▶ **Work instruction**
Exactly the lines from the one that holds "Note: for every instance of the soccer player in green" to the end of the data below: retype these and nothing else.

-------- Data for analysis

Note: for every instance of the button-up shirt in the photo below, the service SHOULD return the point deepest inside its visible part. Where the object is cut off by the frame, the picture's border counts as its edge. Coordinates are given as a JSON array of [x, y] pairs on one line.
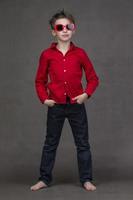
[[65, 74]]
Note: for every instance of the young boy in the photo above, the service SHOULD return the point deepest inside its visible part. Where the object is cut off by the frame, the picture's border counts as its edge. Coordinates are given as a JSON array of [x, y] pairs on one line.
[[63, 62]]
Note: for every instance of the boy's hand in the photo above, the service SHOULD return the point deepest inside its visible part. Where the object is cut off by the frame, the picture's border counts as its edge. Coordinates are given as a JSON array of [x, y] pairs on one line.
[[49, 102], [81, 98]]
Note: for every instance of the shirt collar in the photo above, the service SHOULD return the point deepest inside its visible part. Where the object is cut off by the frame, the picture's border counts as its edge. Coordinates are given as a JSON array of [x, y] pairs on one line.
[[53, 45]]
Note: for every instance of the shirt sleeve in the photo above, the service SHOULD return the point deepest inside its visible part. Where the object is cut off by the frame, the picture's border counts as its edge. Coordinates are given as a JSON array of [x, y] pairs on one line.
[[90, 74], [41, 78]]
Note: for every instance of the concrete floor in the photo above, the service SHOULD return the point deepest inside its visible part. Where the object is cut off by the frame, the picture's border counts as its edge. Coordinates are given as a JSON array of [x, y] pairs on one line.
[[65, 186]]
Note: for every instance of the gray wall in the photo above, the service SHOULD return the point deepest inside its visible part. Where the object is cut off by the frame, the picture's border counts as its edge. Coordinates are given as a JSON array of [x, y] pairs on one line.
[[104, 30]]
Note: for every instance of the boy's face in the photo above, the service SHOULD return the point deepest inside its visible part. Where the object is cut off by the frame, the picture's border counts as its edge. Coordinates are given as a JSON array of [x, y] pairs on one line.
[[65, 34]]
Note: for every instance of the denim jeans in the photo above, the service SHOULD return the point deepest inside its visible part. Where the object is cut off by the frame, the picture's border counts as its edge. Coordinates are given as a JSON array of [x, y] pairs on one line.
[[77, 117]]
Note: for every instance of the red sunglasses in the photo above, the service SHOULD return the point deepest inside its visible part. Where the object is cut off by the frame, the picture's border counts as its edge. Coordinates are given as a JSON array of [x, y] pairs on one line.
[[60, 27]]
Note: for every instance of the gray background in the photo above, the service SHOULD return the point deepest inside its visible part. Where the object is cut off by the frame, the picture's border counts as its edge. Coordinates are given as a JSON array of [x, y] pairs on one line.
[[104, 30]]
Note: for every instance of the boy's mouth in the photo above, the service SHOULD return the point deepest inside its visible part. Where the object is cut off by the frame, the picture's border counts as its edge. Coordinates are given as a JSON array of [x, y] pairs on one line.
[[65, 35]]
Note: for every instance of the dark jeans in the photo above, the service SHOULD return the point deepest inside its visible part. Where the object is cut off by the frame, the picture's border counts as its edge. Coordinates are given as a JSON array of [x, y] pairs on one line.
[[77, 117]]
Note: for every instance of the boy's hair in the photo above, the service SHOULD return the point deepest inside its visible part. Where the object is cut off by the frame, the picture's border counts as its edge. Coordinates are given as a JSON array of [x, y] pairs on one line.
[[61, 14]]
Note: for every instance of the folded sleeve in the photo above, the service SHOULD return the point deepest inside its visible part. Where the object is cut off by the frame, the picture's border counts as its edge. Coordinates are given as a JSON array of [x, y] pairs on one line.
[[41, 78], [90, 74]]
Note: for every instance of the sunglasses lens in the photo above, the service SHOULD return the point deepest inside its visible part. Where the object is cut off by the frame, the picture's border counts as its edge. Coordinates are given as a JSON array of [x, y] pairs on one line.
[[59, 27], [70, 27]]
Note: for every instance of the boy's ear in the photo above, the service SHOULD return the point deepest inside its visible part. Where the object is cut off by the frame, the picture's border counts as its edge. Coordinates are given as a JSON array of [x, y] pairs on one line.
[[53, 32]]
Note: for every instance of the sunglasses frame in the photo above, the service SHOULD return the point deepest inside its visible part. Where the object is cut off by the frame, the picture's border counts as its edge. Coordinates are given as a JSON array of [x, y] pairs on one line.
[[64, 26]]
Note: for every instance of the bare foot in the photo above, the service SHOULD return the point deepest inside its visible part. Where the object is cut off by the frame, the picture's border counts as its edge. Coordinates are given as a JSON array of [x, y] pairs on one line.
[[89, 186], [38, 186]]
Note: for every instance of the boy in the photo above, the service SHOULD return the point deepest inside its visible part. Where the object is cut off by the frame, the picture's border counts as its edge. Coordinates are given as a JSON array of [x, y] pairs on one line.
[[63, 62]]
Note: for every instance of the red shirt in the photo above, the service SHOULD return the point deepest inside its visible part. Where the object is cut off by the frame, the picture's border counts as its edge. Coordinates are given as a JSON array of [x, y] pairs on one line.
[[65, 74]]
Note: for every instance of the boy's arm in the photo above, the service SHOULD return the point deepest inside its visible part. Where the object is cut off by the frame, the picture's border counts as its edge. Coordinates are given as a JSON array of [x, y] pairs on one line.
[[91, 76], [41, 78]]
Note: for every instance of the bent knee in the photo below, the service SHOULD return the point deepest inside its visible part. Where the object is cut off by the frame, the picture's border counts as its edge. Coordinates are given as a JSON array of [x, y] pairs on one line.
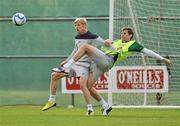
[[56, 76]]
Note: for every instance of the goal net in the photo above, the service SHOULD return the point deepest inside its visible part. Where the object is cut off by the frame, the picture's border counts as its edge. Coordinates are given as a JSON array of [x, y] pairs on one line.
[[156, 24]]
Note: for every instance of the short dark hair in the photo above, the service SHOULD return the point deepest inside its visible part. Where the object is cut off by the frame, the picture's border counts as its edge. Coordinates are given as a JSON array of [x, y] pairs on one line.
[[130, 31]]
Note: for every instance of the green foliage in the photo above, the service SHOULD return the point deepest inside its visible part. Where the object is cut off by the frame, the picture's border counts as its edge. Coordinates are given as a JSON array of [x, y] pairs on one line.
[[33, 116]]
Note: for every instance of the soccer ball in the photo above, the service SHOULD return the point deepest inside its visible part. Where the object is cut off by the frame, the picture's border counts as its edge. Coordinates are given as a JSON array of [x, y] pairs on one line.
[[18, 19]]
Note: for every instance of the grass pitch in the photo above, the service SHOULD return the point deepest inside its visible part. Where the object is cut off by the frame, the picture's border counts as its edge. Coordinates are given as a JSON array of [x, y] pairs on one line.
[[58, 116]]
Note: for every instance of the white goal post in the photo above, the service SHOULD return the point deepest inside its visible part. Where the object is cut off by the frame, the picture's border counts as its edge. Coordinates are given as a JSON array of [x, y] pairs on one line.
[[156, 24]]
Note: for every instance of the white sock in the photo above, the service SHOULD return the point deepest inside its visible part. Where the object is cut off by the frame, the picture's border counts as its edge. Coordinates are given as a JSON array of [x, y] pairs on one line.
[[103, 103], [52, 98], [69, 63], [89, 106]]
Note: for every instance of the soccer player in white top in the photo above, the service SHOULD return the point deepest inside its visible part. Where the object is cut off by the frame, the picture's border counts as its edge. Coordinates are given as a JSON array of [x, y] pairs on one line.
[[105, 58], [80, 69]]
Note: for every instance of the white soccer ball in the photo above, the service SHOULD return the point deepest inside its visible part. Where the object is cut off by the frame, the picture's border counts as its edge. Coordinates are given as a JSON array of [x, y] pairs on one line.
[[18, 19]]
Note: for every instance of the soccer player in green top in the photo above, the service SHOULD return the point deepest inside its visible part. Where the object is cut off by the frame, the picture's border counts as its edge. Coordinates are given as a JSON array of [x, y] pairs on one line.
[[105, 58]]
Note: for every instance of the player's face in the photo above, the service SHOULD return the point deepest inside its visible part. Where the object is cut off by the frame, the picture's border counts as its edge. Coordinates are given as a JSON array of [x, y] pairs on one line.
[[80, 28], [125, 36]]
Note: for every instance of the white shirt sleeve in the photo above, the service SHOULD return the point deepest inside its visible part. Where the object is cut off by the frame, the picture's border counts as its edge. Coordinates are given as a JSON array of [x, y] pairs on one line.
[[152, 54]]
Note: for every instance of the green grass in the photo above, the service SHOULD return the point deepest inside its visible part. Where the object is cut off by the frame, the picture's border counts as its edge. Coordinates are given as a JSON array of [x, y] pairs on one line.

----------------

▶ **Task output**
Note: for every instance of the soccer player in green top in the photo above, the service SHOULD return the point deepest inside its visible part. Where the object is cut off by the frame, the picture's border counts as its edge. Coordinates are given as a JSON array of [x, y] pairs on one line.
[[105, 58]]
Note: for every instance of the player's face in the photo above, the service SHOULD return the point deepest inside its visible part. Where the object is cut off by the frame, the picture's border counts as its edge. Coordinates are given as a JSON array of [x, y] pairs on one line.
[[80, 28], [125, 36]]
Note: for every instance of the white shirt sleeve in the photo above, the service SHOULD return the point deepest inside its visible part. Where the object is cut off by the frame, the picture's border counts as its edge. Coordinates are given as a JSON array of [x, y] pairs on one line.
[[152, 54]]
Note: for every instance of the green grass in the photo above, the service SHOULD return the point deepest inside its visible part. Where the object is cut off by the frame, the picture's border counts as its edge. Coordinates are given as a JSON array of [x, y] pairs on one line.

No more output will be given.